[Items from a dataset]
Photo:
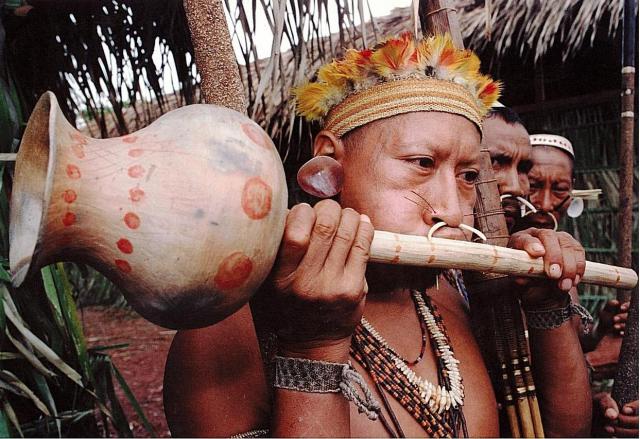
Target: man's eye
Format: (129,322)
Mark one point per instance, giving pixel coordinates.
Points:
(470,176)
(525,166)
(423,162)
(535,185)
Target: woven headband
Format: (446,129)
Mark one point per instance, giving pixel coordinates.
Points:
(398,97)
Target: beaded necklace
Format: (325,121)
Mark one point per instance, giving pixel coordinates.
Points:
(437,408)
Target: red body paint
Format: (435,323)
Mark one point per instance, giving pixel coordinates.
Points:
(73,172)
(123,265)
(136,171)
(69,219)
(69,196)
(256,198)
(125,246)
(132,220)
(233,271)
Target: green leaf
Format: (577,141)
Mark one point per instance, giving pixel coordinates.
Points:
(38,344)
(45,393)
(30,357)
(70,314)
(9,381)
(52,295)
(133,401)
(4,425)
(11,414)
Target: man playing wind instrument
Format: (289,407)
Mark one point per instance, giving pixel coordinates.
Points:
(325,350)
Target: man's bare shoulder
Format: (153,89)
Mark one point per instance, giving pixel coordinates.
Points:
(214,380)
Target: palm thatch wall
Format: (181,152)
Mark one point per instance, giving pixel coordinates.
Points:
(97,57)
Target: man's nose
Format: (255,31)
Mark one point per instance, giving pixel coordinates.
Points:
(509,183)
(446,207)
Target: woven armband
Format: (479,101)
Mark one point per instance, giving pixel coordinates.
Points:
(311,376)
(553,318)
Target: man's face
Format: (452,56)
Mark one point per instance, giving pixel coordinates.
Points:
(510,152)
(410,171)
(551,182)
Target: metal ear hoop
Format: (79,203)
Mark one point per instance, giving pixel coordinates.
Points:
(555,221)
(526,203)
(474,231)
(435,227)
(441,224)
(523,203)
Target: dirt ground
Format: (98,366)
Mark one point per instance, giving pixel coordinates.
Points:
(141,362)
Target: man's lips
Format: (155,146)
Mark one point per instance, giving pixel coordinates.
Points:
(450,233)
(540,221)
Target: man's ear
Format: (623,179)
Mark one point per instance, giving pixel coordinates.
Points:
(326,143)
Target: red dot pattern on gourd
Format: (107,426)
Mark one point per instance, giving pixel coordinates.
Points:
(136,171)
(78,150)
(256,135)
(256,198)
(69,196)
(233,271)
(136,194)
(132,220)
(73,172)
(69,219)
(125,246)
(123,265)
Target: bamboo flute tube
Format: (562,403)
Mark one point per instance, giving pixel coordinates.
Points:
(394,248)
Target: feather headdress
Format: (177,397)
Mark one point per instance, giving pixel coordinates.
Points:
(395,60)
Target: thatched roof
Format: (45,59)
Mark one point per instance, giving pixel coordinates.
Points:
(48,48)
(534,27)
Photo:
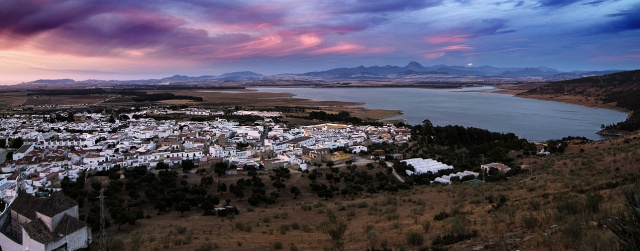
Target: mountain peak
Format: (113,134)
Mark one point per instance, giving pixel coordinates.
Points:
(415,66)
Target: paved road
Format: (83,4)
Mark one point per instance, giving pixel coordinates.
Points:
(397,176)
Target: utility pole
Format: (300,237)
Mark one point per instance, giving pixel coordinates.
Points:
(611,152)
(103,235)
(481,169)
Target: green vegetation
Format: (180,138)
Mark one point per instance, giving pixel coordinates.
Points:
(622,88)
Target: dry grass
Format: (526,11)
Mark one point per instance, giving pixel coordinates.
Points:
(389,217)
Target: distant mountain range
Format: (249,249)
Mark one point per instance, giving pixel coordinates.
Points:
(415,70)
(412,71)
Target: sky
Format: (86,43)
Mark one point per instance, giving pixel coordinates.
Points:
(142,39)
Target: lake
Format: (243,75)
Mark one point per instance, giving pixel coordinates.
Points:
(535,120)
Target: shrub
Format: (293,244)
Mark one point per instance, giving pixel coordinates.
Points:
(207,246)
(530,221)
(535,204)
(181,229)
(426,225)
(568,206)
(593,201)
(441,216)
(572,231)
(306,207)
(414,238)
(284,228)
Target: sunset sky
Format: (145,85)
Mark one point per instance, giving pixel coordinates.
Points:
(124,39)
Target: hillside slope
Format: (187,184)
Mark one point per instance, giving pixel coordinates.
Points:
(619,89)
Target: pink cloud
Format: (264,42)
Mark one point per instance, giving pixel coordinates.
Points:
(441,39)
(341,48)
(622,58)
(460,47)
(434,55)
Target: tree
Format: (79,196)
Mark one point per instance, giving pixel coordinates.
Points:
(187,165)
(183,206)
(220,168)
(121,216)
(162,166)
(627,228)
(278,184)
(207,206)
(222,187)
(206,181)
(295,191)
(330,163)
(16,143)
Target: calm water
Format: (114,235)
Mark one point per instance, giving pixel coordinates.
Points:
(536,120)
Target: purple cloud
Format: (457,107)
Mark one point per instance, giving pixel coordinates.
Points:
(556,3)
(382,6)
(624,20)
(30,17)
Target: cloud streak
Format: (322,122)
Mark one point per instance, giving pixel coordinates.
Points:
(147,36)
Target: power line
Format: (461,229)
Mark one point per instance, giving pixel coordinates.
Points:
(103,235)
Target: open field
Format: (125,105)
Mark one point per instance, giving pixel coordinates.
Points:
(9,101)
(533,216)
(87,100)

---

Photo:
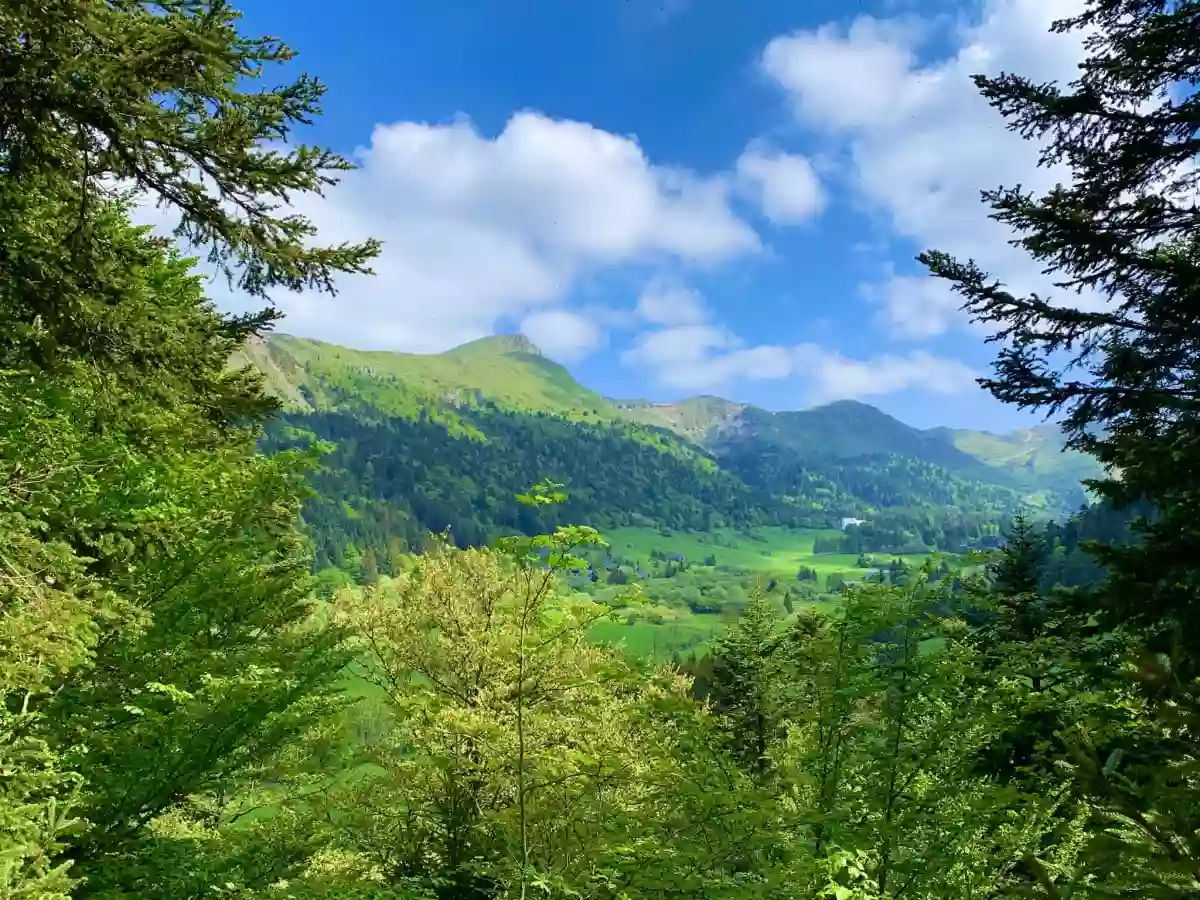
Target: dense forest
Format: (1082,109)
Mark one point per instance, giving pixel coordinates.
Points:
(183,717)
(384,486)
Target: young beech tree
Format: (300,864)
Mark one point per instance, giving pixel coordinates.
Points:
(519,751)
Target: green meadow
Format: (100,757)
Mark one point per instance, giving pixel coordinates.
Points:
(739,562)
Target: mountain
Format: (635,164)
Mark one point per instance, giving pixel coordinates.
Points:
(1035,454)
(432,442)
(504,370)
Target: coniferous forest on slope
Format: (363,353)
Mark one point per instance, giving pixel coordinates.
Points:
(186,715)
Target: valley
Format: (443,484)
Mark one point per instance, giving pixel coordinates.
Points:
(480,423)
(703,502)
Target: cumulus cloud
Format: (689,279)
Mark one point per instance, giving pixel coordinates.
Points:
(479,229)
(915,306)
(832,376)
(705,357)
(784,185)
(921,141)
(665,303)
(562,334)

» **ACTIVITY**:
Give the count of lines above that include the word "tree", stating no other information.

» **EXERCISE RESULT**:
2